### Work item
Repeat the data that follows, word for word, without the images.
-=-=-
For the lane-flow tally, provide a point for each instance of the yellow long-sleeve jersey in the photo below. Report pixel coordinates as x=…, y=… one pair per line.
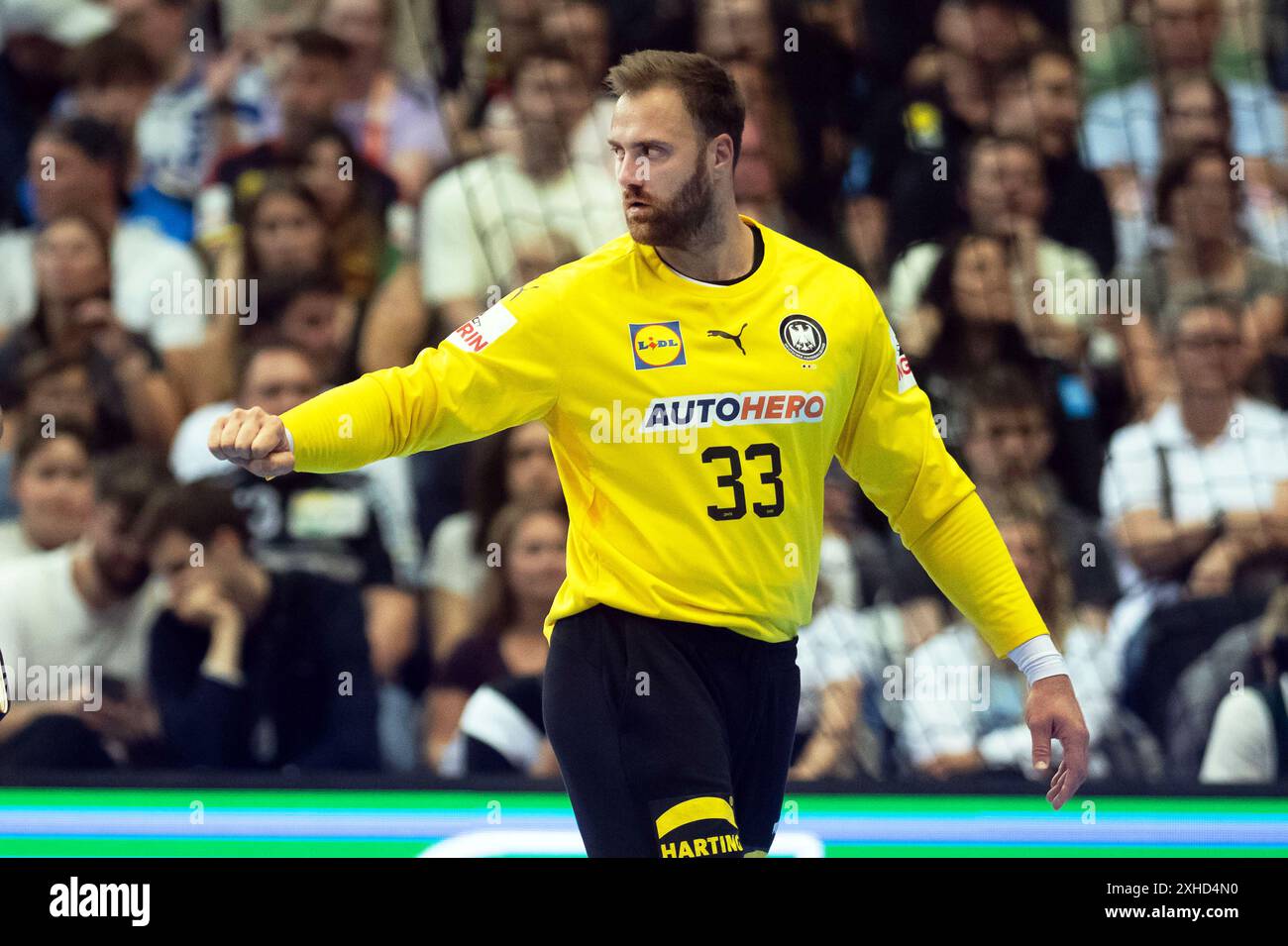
x=692, y=426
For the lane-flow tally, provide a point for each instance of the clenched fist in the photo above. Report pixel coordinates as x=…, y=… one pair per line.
x=253, y=439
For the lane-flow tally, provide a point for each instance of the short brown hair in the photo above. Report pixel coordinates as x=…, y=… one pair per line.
x=196, y=510
x=709, y=94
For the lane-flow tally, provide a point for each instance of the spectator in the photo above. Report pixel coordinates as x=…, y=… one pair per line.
x=86, y=604
x=78, y=166
x=840, y=654
x=286, y=255
x=55, y=389
x=977, y=723
x=914, y=134
x=764, y=163
x=75, y=319
x=355, y=528
x=511, y=467
x=250, y=668
x=207, y=102
x=478, y=218
x=52, y=488
x=353, y=200
x=1197, y=495
x=1008, y=441
x=507, y=644
x=114, y=81
x=583, y=29
x=1037, y=98
x=1201, y=205
x=1196, y=116
x=967, y=322
x=1249, y=735
x=397, y=124
x=1122, y=136
x=35, y=40
x=309, y=89
x=1006, y=197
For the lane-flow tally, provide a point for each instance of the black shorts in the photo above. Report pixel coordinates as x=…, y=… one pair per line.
x=674, y=739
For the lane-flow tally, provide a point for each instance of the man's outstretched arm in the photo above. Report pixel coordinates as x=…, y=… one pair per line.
x=493, y=372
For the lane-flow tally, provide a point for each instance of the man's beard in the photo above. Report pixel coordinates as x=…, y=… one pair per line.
x=681, y=220
x=121, y=576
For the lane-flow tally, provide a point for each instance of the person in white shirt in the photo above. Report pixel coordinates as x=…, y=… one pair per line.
x=1248, y=743
x=481, y=219
x=1198, y=493
x=964, y=709
x=78, y=164
x=84, y=611
x=52, y=486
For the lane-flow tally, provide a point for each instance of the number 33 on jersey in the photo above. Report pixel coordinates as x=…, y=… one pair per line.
x=692, y=424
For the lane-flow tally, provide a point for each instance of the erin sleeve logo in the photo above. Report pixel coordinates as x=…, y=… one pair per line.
x=656, y=344
x=902, y=368
x=483, y=330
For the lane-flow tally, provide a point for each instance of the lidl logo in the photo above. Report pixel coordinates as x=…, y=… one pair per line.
x=657, y=344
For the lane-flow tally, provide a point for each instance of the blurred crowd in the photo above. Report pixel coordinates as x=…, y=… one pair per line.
x=1074, y=214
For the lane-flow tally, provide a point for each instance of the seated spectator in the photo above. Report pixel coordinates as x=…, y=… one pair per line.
x=478, y=218
x=47, y=387
x=507, y=643
x=114, y=81
x=1006, y=197
x=896, y=177
x=51, y=482
x=1006, y=443
x=37, y=42
x=511, y=467
x=1197, y=495
x=207, y=103
x=75, y=319
x=967, y=322
x=395, y=123
x=584, y=30
x=1197, y=117
x=1037, y=98
x=353, y=527
x=1199, y=203
x=252, y=668
x=86, y=604
x=974, y=719
x=288, y=261
x=89, y=180
x=1122, y=126
x=1249, y=735
x=353, y=201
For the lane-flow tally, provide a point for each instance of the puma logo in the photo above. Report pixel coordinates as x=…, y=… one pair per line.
x=734, y=339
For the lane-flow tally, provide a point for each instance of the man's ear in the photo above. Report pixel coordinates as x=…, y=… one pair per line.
x=722, y=147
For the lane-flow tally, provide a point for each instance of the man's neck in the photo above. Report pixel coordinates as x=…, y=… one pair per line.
x=725, y=250
x=1206, y=415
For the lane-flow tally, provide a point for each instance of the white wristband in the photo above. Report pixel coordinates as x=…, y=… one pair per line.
x=1038, y=658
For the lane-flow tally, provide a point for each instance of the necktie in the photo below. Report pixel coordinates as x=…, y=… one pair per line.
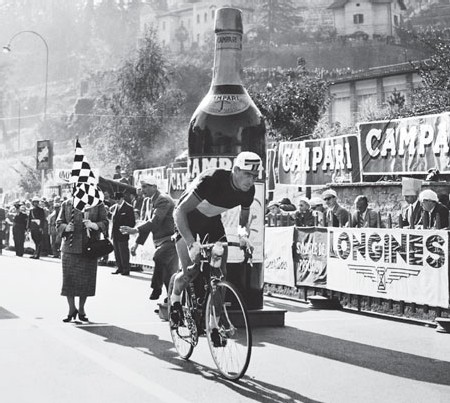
-=-=-
### Response
For the lane-flow tally, provide a point for each instance of the yellow long-sleeve jersey in the photo below. Report pixel coordinates as x=…, y=… one pair per line.
x=692, y=426
For the lane-flow tally, provide a point for each instance of the clenched fist in the photo above. Report pixel coordinates as x=…, y=… one pair per line.
x=253, y=439
For the lane-flow tally, provide a point for each instance of the short brown hair in the photo above. Report pixel coordinates as x=…, y=… one pair per line.
x=196, y=510
x=709, y=94
For the lane-flow tally, provide a point for each instance of the spectator in the photo above. Report pixel coordinates as x=…, y=… one pair per line.
x=86, y=604
x=78, y=166
x=840, y=654
x=286, y=255
x=55, y=389
x=977, y=723
x=914, y=134
x=764, y=163
x=75, y=319
x=355, y=528
x=511, y=467
x=250, y=668
x=207, y=102
x=478, y=218
x=52, y=488
x=353, y=200
x=1197, y=495
x=1008, y=441
x=507, y=644
x=114, y=81
x=583, y=29
x=1037, y=98
x=1201, y=205
x=1196, y=116
x=967, y=322
x=1249, y=735
x=397, y=124
x=1122, y=136
x=35, y=40
x=309, y=89
x=1006, y=197
For the lane-flow tally, provide a point for each instance of the black shorts in the photo above. Report pixel coordinates as x=…, y=… one pair per line.
x=674, y=739
For the lane-flow tally, provide a point for each instance of the man's outstretched arm in the photo above. Report pixel coordinates as x=…, y=… one pair per line.
x=493, y=372
For the lane-flow tally, provide a point for each instance of the man's beard in the photo above. Report pixel coordinates as x=…, y=… one pair per line.
x=681, y=220
x=121, y=576
For the lane-flow tally, provide a point for each instance of the person in white shirt in the photo above. Report pixel coordinates as x=…, y=… one pair per line.
x=1248, y=743
x=481, y=219
x=1198, y=493
x=964, y=709
x=78, y=164
x=84, y=611
x=52, y=486
For the lane-flow tally, provide a point for each instance of the number 33 on jersey in the photo above. Report pixel coordinates as x=…, y=… one pair per line.
x=692, y=424
For the lane-flow tally, provide a point for each instance of the erin sleeve logo in the photo above. Report pixel coordinates as x=…, y=… one pair per line.
x=656, y=344
x=902, y=368
x=483, y=330
For the lane-flow tally, provide a point for each instance of the lidl logo in the photo above. Report pixel coordinates as x=…, y=… one pair per line.
x=657, y=344
For the lane-flow tally, provide a point for each instance of the blurred crowd in the photo above. Report pixel coordinates as x=…, y=… one pair per line.
x=1074, y=214
For the lane-flow tally, provide a point for each instance of the seated spectator in the photo above. Report pixel coordinates as x=…, y=… one pair per line.
x=478, y=218
x=47, y=387
x=507, y=643
x=114, y=81
x=1006, y=197
x=896, y=177
x=51, y=482
x=1006, y=443
x=37, y=42
x=511, y=467
x=1197, y=495
x=207, y=103
x=75, y=319
x=967, y=322
x=395, y=123
x=584, y=30
x=1197, y=117
x=1037, y=98
x=353, y=527
x=1199, y=203
x=252, y=668
x=86, y=604
x=974, y=719
x=288, y=261
x=89, y=180
x=1122, y=126
x=1249, y=735
x=353, y=201
For the lane-flow tally, provide a point for each instance of the puma logo in the photo above. Report pixel coordinates as x=…, y=… one pair per line.
x=734, y=339
For the lane-flow tally, provide a point for each instance of the man's ear in the photo above. Report pixel coordinates as x=…, y=… one pair per line.
x=722, y=147
For the lane-flow tally, provide a point for each instance of the man's neck in the photo above. Report pixel coordinates as x=…, y=… one pair per line.
x=725, y=250
x=1206, y=415
For the lane-flow tally, provide a point for each instance of the white wristband in the photo above. Report pixel coordinates as x=…, y=… one pair per line.
x=1038, y=658
For the lane-flow tally, provide a point for each instance of the necktie in the photo below. Report pixel coordinates as x=…, y=… one pair per line.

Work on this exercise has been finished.